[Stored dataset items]
════
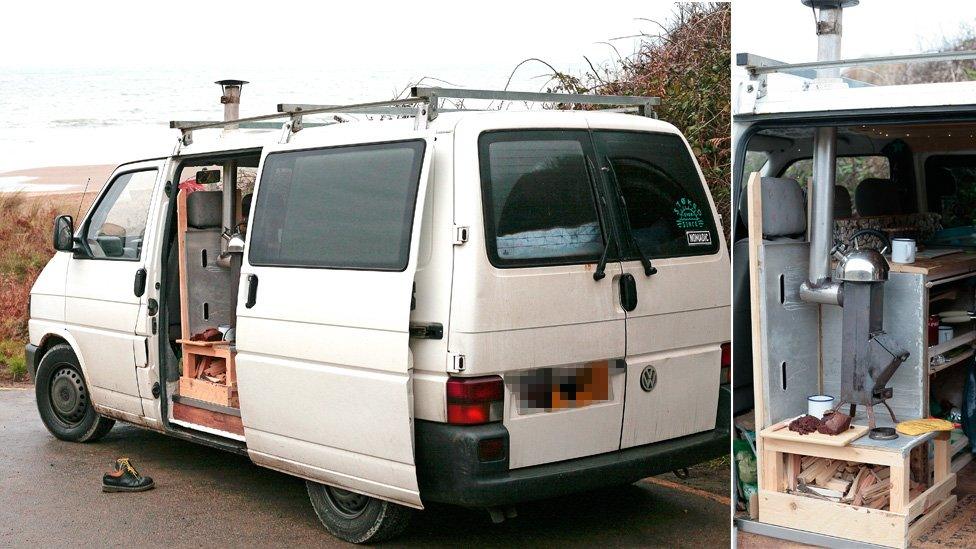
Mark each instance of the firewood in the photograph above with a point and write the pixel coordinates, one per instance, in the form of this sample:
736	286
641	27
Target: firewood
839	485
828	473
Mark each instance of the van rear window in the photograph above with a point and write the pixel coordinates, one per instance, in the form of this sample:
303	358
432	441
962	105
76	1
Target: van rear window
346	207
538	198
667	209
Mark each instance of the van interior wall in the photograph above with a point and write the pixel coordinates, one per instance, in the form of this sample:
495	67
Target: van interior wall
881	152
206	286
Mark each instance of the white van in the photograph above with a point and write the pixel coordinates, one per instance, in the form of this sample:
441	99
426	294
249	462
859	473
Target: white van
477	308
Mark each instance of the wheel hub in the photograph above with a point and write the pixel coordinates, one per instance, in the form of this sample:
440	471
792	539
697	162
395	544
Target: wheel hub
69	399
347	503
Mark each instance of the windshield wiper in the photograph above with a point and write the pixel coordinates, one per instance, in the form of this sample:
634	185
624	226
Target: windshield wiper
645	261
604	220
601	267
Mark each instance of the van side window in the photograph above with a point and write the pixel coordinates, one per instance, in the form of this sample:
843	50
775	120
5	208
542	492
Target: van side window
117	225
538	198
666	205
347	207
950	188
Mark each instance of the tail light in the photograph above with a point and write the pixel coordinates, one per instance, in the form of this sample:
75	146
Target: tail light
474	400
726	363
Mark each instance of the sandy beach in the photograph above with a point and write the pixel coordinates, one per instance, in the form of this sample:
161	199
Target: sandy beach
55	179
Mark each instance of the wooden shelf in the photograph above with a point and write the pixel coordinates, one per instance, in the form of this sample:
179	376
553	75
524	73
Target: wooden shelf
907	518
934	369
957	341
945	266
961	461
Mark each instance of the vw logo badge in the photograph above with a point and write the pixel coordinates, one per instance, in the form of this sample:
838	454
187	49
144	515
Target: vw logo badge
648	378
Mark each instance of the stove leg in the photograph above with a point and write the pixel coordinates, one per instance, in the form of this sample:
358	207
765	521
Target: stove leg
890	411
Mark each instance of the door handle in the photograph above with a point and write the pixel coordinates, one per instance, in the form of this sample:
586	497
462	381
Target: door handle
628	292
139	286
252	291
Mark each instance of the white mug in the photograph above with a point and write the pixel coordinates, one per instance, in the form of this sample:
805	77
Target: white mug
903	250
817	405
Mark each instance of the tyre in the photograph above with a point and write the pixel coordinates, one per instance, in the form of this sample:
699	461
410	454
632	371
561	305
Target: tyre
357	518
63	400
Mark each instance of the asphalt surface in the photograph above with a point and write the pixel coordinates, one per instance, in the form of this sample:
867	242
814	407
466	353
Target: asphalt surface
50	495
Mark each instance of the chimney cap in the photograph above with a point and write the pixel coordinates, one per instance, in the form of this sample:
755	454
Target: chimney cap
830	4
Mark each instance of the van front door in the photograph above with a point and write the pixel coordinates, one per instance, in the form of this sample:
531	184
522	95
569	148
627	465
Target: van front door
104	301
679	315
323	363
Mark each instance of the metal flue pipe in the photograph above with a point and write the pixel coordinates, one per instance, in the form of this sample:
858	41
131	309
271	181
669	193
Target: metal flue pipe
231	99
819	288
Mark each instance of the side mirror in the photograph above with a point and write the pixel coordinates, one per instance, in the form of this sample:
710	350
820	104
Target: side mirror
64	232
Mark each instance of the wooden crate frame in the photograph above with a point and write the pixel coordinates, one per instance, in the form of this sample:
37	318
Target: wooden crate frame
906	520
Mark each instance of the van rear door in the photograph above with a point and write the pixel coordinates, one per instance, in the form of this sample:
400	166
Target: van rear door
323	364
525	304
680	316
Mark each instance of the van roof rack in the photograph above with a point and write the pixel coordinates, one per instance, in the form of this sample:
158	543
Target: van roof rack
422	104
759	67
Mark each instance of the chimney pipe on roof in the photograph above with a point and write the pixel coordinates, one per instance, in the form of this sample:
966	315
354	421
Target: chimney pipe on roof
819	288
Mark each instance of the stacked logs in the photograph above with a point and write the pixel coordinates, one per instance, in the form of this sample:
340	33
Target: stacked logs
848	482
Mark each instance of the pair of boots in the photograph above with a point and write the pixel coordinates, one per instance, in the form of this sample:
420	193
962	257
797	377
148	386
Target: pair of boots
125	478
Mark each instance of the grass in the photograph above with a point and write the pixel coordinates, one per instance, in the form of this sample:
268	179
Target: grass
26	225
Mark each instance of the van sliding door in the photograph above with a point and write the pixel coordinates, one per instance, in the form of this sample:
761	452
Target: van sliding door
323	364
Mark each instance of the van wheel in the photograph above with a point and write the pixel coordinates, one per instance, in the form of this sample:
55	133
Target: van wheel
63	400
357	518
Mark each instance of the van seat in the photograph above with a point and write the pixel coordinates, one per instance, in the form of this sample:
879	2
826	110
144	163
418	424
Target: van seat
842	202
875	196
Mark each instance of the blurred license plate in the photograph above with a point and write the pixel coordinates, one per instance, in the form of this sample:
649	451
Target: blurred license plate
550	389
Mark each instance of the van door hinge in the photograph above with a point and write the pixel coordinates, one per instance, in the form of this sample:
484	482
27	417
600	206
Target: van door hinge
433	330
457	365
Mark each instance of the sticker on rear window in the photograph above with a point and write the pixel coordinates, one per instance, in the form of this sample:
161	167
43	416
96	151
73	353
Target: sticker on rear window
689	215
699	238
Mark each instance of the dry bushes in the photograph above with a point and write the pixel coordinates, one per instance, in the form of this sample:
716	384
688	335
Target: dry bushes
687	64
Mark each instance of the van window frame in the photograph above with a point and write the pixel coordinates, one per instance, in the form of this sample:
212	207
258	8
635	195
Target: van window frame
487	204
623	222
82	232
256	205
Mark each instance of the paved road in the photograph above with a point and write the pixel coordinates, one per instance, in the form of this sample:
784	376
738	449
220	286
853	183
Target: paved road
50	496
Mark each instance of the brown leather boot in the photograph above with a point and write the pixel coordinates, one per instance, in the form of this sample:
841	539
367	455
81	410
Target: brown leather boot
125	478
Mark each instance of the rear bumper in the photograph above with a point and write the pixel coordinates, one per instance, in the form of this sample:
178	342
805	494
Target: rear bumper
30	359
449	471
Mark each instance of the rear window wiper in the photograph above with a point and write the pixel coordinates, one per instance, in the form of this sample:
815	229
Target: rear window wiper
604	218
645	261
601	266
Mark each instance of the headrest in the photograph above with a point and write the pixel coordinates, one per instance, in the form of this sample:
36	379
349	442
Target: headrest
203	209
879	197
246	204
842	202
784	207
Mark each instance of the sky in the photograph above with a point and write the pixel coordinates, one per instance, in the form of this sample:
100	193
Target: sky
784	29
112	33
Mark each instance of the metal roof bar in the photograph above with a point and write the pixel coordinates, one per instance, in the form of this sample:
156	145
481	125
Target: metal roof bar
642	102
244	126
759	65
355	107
════
Return the data verbatim, leaving out the pictures it holds.

#### ANSWER SPACE
Mark each instance of the firewood in the photograph above with a point and write the pixel coordinates, one per instance, in the form of this sample:
736	286
641	27
Target: firewood
839	485
828	473
Mark each instance of the van rear window in the photograph above with a point and write the pixel coordinates, one per instance, in the form of this sample:
303	358
432	441
962	105
76	1
Target: van rear window
346	207
538	198
667	209
Mark each instance of the van interior wall in the photograph above with a point and write the pixel coordinates, one per instance, in the form of this sample:
495	67
Target: van interior wall
881	152
206	286
Mark each instance of the white van in the photograph above with a point and write the pixel coordinates, one per instance, in the form of this sample:
441	99
426	294
249	462
859	473
Target: white van
477	308
Mark each instance of the wheel hub in the photograph above with a point and write the pixel coordinates, one per instance, in the form of this sample:
440	471
792	539
697	162
395	544
Target: wheel hub
69	399
347	503
Mark each instance of the windshield wiper in the photograph above with a point and write the pixel coordinates, one per instance, in the form of this sample:
634	185
624	226
Target: windshield wiper
645	261
604	220
601	267
Mark each instance of the van side window in the photograph above with a point and write the pixel coordinates, one per instance, in the form of this sample:
843	50
775	120
5	208
542	492
Target: van side window
117	225
538	198
666	205
347	207
950	188
Mark each instance of the tail light in the photograph above with a point and write the pixel coordinates, one per instance, in the form of this sample:
75	146
Target: tail light
474	400
726	363
Mark each instance of the sandy beach in the photograph above with a point and write the pixel coordinates, one per instance, in the form of this sample:
161	199
Target: sandy beach
55	179
Mark each instance of the wooden shelf in the photograph above with a point and write the pixel coordinates, one per instance, in the form of this sample:
179	376
553	75
524	73
Target: wooden shelf
907	518
934	369
957	341
945	266
961	461
Mark each instance of the vw logo badge in the photograph above with a point and write the pixel coordinates, one per instance, in the form of this sample:
838	454
187	49
144	515
Target: vw logo badge
648	378
Mark each instance of the stove leg in the photograph above with a point and write the pixel coordinates, one per instance, in the form of this sample:
358	207
765	521
Target: stove leg
890	411
Mark each instance of the door handle in the photograph above with a point and write the pixel coordinates, one per instance, in the form of this sample:
586	497
462	381
Target: door handle
628	292
139	286
252	291
Mark each instance of the white mug in the photograph above with a point and write the pixel coordinates, one per instance, in the form of this sample:
805	77
Target: white mug
903	250
817	405
Mark each instance of the tyre in the photograph above with a point and write the pixel coordinates, one per instance, in the form of this sample:
699	461
410	454
632	371
561	305
Target: tyre
357	518
63	400
Mark each instance of the asphalt surface in the photograph above with a point and write the pixel coordinates, one per instance, in the form of this sample:
867	242
814	407
466	353
Target: asphalt surface
50	495
Mark each instance of the chimney cap in the photograph above with a point and write the pixel coordinates, one per instance, in the form of this sample:
755	454
Target: chimney cap
830	4
Mark each instance of the van front door in the photograph above with a point and write the pixel coordinates, one per instance, in the form of this sample:
531	184
522	95
569	148
627	465
Target: van front door
104	301
679	315
323	363
Mark each instance of the metal flue pipe in the photograph above with a point and write the pixel coordinates, one per instance, in the form of this sample:
858	41
131	309
271	181
669	193
Target: metal flue pipe
231	99
819	288
Mark each instance of the side mirror in the photograph above with a point and write the pixel coordinates, one per instance, in the form of this sample:
710	350
820	104
Target: side mirror
64	232
Mark each instance of the wooden crate frame in the photograph above with a point and write the pixel coordinates, one per instance, in the form of this sample:
37	318
Target: wooden crate frame
906	520
Mark each instance of the van rear door in the photograph above with a point and write the pixel coordinates, one per instance, in the form of this sample:
400	166
Target: van rear door
323	364
525	304
680	316
Mark each instance of the van roof rack in the photograph above with a point and write the pixel coordinates, one per instance, in the form of this sample:
158	543
Target: van roof rack
422	104
759	67
Mark each instance of the chimney pipe on roof in the photograph above with a point and write the pixel coordinates, one per instance, in the form of this sample:
966	315
354	421
Target: chimney pipe on roof
819	288
Mark each instance of the stacked logs in the photograph above with a point and write the pixel coordinates, one per instance, in the form of this sample:
340	33
Target: stacked logs
848	482
Mark each instance of the pair of boots in the photograph above with a point and write the pixel coordinates, one per instance, in the form of this sample:
420	193
962	257
797	377
148	386
Target: pair of boots
125	478
Mark each instance of the grass in the photograph above with a point and write the pixel coordinates, one per instance, in the form of this sample:
268	179
Target: grass
26	225
Mark each instance of the van sliding door in the photograph above with a point and write the pixel coordinates, one per instance, in the form of this sample:
761	452
Target: van sliding door
323	364
Mark each instance of the van wheel in the photograph above with a point and write the pixel coordinates, one per instance, in the form of this sample:
55	133
Target: van wheel
63	400
357	518
Mark each instance of the van seat in the photograph above with a point and write the pixel coordinates, one per instance, in the form of this sample:
879	2
826	110
144	163
418	424
Target: van seat
842	202
875	196
Mark each instance of the blurred license plate in the photograph above with a point and write the pixel coordinates, one per instance, in the form of this sample:
649	451
Target: blurred license plate
550	389
Mark each instance of the van door hinge in the photograph above with a point and write the pixel coordinates, one per instance, in the form of this sample:
484	482
27	417
600	206
Target: van door hinge
433	330
457	365
Mark each instance of the sticker on rear window in the photograph above with a point and write the pixel coordinates, one per instance, in the form of this sample:
161	167
43	416
96	151
73	353
Target: sticker on rear window
689	215
699	238
Mark each instance of the dry bushes in the photograph above with a point and write the pixel coordinates, one per instance, in the form of this sample:
716	384
688	335
Target: dry bushes
687	64
Mark each instance of the van window frame in the photograph above with a point and write the pixel coordinates, one per instance, in the form of this sample:
212	207
258	8
635	195
Target: van window frame
487	204
623	222
82	232
256	205
Mark each instance of the paved road in the photograph above with a point and write the pixel coordinates, one per instance, in the form of this sample:
784	376
738	449
220	286
853	183
Target: paved road
50	496
Mark each instance of the brown leather boot in the photograph above with a point and write the pixel coordinates, one per instance, in the form of this sample:
841	539
367	455
81	410
Target: brown leather boot
125	478
Mark each instance of the rear bumper in the photograph above with a point and write the pixel coordinates, one per instance, in the form of this sample:
178	342
805	494
Target: rear bumper
30	359
449	471
Mark each instance of the rear window wiper in the photograph above with a point and write the pixel coordinates, one per instance, in the form of this sample:
815	229
Target: rear window wiper
604	218
645	261
601	266
Mark each instance of the headrest in the photograph above with a point and write the pixel coordinates, one per instance, in the form of this sample:
36	379
349	442
Target: headrest
203	209
879	197
246	204
842	202
784	207
Mark each instance of the sky in the photograph above with a point and write the pixel coordinates, one per instance, in the form of this sample:
100	193
Target: sky
784	29
112	33
Mark each instance of the metal roof bar in the photograph above with a point and write the pixel coordinates, one per instance, in the form of this sample:
156	145
481	125
Target: metal roof bar
642	102
244	126
759	65
355	107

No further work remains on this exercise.